- _Exercise task_
Could you present the material below as a numbered list, with any blank lines left out?

(Annotated coordinate records)
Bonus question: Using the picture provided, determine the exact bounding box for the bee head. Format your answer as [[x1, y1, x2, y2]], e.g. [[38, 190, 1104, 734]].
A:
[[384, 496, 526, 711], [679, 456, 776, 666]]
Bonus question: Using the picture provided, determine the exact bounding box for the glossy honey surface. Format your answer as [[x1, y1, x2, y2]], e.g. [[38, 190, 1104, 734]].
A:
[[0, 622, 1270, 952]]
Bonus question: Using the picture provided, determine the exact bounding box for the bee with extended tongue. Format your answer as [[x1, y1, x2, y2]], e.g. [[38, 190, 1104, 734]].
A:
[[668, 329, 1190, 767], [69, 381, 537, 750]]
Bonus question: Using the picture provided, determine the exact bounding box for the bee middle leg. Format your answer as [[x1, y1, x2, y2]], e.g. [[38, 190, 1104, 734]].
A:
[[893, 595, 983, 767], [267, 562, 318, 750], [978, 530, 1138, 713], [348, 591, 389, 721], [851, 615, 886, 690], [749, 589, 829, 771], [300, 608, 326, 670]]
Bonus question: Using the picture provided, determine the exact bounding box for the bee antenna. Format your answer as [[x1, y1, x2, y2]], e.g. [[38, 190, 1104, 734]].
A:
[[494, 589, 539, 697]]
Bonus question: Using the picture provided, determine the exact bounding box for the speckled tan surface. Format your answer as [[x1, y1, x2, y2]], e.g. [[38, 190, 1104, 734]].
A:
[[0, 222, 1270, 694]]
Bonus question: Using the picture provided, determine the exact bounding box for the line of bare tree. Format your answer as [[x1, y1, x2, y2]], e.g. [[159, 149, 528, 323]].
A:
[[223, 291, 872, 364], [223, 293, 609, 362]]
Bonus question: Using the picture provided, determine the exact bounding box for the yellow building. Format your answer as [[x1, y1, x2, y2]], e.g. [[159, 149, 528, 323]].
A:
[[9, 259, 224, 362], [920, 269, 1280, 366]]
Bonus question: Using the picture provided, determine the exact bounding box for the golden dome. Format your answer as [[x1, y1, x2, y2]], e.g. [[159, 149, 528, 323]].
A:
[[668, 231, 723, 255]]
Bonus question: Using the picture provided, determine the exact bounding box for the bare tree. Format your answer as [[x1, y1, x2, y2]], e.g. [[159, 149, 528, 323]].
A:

- _Exercise output_
1. Bonus question: Using the picture provided, determine the exact bounding box for the bee head. Format your answer as [[x1, y1, x2, y2]], e.g. [[38, 190, 1104, 734]].
2. A:
3. [[384, 496, 526, 711], [679, 456, 776, 666]]
4. Bonus question: Using the picture provided, determine the exact bounding box for the glossy honey surface. Format your answer as [[x1, y1, x2, y2]], e.g. [[38, 190, 1104, 734]].
5. A:
6. [[0, 622, 1270, 952]]
7. Bonus question: Using the picture provided, determine the exact bounding box for the bee with extended tongue. Format your answer as [[x1, y1, x2, y2]], e.g. [[38, 190, 1104, 734]].
8. A:
9. [[668, 329, 1190, 767], [69, 381, 537, 750]]
10. Bonus question: Using the picture provided, determine the exact bounding box for the bee middle leg. Format your answer as [[x1, y1, x2, y2]], e.g. [[38, 190, 1104, 734]].
11. A:
12. [[893, 595, 983, 767], [267, 562, 318, 750], [978, 530, 1138, 713], [348, 591, 389, 721], [851, 615, 886, 690], [749, 589, 829, 771], [300, 608, 326, 670]]
13. Bonus question: Using the picture provided, determine the exact bounding box for the bee antenna. Format your answer as [[x1, y1, x2, y2]], e.g. [[38, 190, 1104, 734]].
14. A:
15. [[494, 589, 539, 697]]
16. Bonus question: Using the picture provided, determine the exact bounding box for the speckled tan surface. Format your answer as [[x1, y1, x2, y2]], e.g. [[38, 190, 1104, 734]].
17. A:
18. [[0, 222, 1270, 694]]
19. Bonus question: Using the picture provided, determine the exact bounding box for the line of bare tree. Format your answer as [[x1, y1, x2, y2]], e.g. [[159, 149, 528, 323]].
20. A:
21. [[223, 291, 872, 364], [223, 293, 609, 362]]
22. Bonus question: Using the picture provided, determine the exact bounding box for the yellow building. Format your answer as [[x1, y1, x2, y2]], e.g. [[159, 149, 528, 323]].
23. A:
24. [[9, 259, 224, 362], [920, 269, 1280, 366]]
25. Bonus question: Using the picture provided, determine the exact bounding box for the golden dome. Format your answer as [[x1, y1, x2, y2]], e.g. [[159, 149, 528, 323]].
26. A:
27. [[668, 231, 723, 255]]
28. Bonus question: Using the picture provided, determine the exact bounding box for the bare tree. Format your answer as [[x1, y1, x2, y2]], e.g. [[159, 149, 528, 323]].
29. A:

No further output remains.